--- start of Entries shown ---

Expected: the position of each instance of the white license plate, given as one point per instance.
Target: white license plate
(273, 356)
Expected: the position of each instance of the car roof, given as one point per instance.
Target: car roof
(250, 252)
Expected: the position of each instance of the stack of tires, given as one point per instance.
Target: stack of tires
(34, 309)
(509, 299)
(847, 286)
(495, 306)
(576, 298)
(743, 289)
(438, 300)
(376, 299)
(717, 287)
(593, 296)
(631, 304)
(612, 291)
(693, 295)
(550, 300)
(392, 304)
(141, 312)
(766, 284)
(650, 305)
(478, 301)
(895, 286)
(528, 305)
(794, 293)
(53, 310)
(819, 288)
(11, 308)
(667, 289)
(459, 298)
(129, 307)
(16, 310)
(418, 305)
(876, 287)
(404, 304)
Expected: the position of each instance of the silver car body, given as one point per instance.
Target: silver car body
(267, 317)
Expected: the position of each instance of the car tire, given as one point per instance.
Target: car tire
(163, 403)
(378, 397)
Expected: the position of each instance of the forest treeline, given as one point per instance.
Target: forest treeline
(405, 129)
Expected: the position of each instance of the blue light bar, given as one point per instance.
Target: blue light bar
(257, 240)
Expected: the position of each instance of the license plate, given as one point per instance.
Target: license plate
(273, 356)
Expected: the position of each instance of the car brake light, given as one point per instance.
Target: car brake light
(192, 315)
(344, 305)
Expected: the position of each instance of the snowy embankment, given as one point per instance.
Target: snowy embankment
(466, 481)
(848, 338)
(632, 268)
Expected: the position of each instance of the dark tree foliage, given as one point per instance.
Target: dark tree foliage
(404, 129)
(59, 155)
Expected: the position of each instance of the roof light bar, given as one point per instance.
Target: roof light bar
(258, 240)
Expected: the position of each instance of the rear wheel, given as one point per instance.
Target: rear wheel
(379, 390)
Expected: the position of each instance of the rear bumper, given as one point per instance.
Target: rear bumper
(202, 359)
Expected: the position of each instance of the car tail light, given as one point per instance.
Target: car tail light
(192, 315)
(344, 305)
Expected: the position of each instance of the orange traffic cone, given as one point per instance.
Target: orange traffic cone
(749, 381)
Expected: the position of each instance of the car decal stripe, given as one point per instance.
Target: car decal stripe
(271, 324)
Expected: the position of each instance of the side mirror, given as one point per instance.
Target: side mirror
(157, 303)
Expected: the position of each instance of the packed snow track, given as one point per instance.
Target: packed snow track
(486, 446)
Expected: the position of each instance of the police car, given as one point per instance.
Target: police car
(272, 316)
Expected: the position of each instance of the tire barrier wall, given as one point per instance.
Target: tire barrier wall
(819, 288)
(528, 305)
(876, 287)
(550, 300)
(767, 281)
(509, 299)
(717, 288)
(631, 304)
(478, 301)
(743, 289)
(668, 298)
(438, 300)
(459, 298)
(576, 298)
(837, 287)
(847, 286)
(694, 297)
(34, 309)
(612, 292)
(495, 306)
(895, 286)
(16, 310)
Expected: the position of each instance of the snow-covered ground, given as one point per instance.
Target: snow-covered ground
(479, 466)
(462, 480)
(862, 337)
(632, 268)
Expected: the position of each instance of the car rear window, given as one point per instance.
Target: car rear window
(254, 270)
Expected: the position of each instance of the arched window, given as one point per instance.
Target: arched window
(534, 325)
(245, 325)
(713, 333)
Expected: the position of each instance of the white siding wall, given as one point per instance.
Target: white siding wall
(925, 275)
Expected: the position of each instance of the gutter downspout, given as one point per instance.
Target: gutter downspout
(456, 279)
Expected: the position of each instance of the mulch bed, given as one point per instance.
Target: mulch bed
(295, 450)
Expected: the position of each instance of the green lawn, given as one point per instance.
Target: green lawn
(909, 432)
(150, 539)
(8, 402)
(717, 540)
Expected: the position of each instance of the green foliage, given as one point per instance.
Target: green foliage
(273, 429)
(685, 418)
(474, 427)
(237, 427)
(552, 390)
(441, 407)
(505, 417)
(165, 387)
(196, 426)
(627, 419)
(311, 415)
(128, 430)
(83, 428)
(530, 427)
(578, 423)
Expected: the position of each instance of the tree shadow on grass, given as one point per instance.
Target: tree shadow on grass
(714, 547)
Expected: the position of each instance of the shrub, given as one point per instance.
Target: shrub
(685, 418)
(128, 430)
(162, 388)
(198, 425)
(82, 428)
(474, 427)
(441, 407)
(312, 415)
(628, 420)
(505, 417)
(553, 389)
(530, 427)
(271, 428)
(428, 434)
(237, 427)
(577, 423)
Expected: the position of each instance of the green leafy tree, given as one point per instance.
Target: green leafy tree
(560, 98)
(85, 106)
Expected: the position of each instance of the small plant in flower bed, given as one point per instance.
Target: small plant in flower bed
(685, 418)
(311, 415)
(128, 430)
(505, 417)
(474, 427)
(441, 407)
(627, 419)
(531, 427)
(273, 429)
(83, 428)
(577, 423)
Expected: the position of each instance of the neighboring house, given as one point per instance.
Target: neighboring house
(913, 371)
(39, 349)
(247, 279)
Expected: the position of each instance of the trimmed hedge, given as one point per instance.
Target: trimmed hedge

--- end of Entries shown ---

= Written task =
Reproduce the data shown above exactly.

= Reply =
Expected: the position of each instance of the white license plate, given as one point per instance.
Target: white license plate
(273, 356)
Expected: the position of each instance of the car roof, given as one point per instance.
Target: car roof
(250, 252)
Expected: the position of each instance of the stack of tires, given as one point per instance.
Target: stack of tires
(34, 309)
(509, 299)
(847, 286)
(495, 306)
(576, 298)
(743, 289)
(438, 300)
(376, 299)
(717, 287)
(593, 296)
(631, 304)
(612, 291)
(693, 295)
(550, 300)
(392, 304)
(141, 312)
(766, 284)
(650, 305)
(478, 301)
(895, 286)
(528, 305)
(794, 293)
(53, 310)
(819, 288)
(11, 308)
(667, 289)
(459, 298)
(129, 307)
(16, 310)
(418, 305)
(876, 287)
(404, 304)
Expected: the position of each instance of the silver car body, given as one point per instance.
Target: silver car body
(267, 317)
Expected: the position of each instance of the car tire, given as one point per instance.
Target: car tire
(163, 403)
(378, 397)
Expected: the position of each instance of the forest treeline, given as one point per instance.
Target: forest treeline
(405, 129)
Expected: the position of each instance of the blue light bar, given as one point per instance.
Target: blue light bar
(257, 240)
Expected: the position of each instance of the license plate, given as one point per instance.
Target: license plate
(273, 356)
Expected: the position of each instance of the car brake light, given as one point per instance.
Target: car brake light
(192, 315)
(344, 305)
Expected: the position of each instance of the snowy embankment, given as one point per instance.
Target: snowy embankment
(466, 481)
(848, 338)
(632, 268)
Expected: the position of each instance of the dark tree foliage, given as one point per instance.
Target: dark tree foliage
(404, 129)
(59, 155)
Expected: the position of each instance of the roof light bar, given as one point per instance.
Target: roof light bar
(258, 240)
Expected: the position of each instance of the rear wheel, given as one point per instance.
Target: rear wheel
(379, 390)
Expected: the position of each instance of the rear bumper, given as one point per instance.
Target: rear bumper
(202, 359)
Expected: the position of each instance of the car tail light, given as one point per instance.
Target: car tail light
(192, 315)
(344, 305)
Expected: the position of each instance of the orange traffic cone, given as one point per instance.
Target: orange traffic cone
(749, 381)
Expected: the position of each instance of the car decal stripe, given as one point per instance.
Target: car decal stripe
(271, 324)
Expected: the position of each instance of the side mirror, given as one point per instance.
Target: side mirror
(157, 303)
Expected: the position of each instance of the packed snow track, given as one point per instance.
Target: packed snow track
(486, 446)
Expected: the position of each instance of the police car, given as one point per instance.
Target: police car
(272, 316)
Expected: the position of each instance of the tire barrier wall, given as one point per instance.
Target: tire barrier wall
(819, 288)
(528, 305)
(876, 287)
(550, 300)
(767, 281)
(509, 299)
(717, 288)
(631, 304)
(478, 301)
(743, 289)
(668, 298)
(438, 300)
(459, 298)
(576, 298)
(837, 287)
(847, 286)
(694, 297)
(34, 309)
(612, 292)
(495, 306)
(895, 286)
(16, 310)
Expected: the position of each instance of the snow-covered ground, given as one point per instance.
Target: snow-covered ground
(479, 466)
(462, 480)
(862, 337)
(632, 268)
Expected: the position of each instance of the car rear window, given as one point per instance.
Target: car rear window
(254, 270)
Expected: the position of each instance of the arched window, given as one point per instance.
Target: arched window
(534, 325)
(245, 325)
(713, 333)
Expected: the position of each instance of the white siding wall, given as one point per instance.
Target: white siding wall
(925, 275)
Expected: the position of each instance of the gutter downspout, given as one point per instance.
Target: gutter downspout
(456, 279)
Expected: the position of each instance of the mulch bed, given as one point per instance.
Target: mulch bed
(295, 450)
Expected: the position of each instance of the green lawn, given as one point per instance.
Target: green lawn
(909, 432)
(150, 539)
(8, 402)
(717, 540)
Expected: the position of each instance of the green foliage, given as one point per instance.
Target: green foliage
(273, 429)
(685, 418)
(474, 427)
(237, 427)
(552, 390)
(441, 407)
(505, 417)
(165, 387)
(196, 426)
(627, 419)
(311, 415)
(128, 430)
(83, 428)
(530, 427)
(578, 423)
Expected: the position of each instance of the tree shadow on grass, given as one point per instance.
Target: tree shadow on grass
(714, 547)
Expected: the position of each instance of the shrub, given as one point per instance.
Target: shrub
(685, 418)
(128, 430)
(162, 388)
(198, 425)
(82, 428)
(474, 427)
(441, 407)
(312, 415)
(628, 420)
(505, 417)
(553, 389)
(530, 427)
(271, 428)
(428, 434)
(237, 427)
(577, 423)
Expected: the position of each instance of the green leafy tree, given as one point per instance.
Target: green leafy tree
(560, 98)
(85, 106)
Expected: the position of each instance of the small plant in flower bed, given as one point per instance.
Target: small plant in flower bed
(685, 418)
(311, 415)
(128, 430)
(505, 417)
(474, 427)
(441, 407)
(627, 419)
(531, 427)
(273, 429)
(83, 428)
(577, 423)
Expected: the position of each instance of the neighboring house, given as one point per instance.
Target: neighboring house
(913, 371)
(39, 349)
(247, 279)
Expected: the position of each instance of the trimmed hedge, given as one point per instance.
Target: trimmed hedge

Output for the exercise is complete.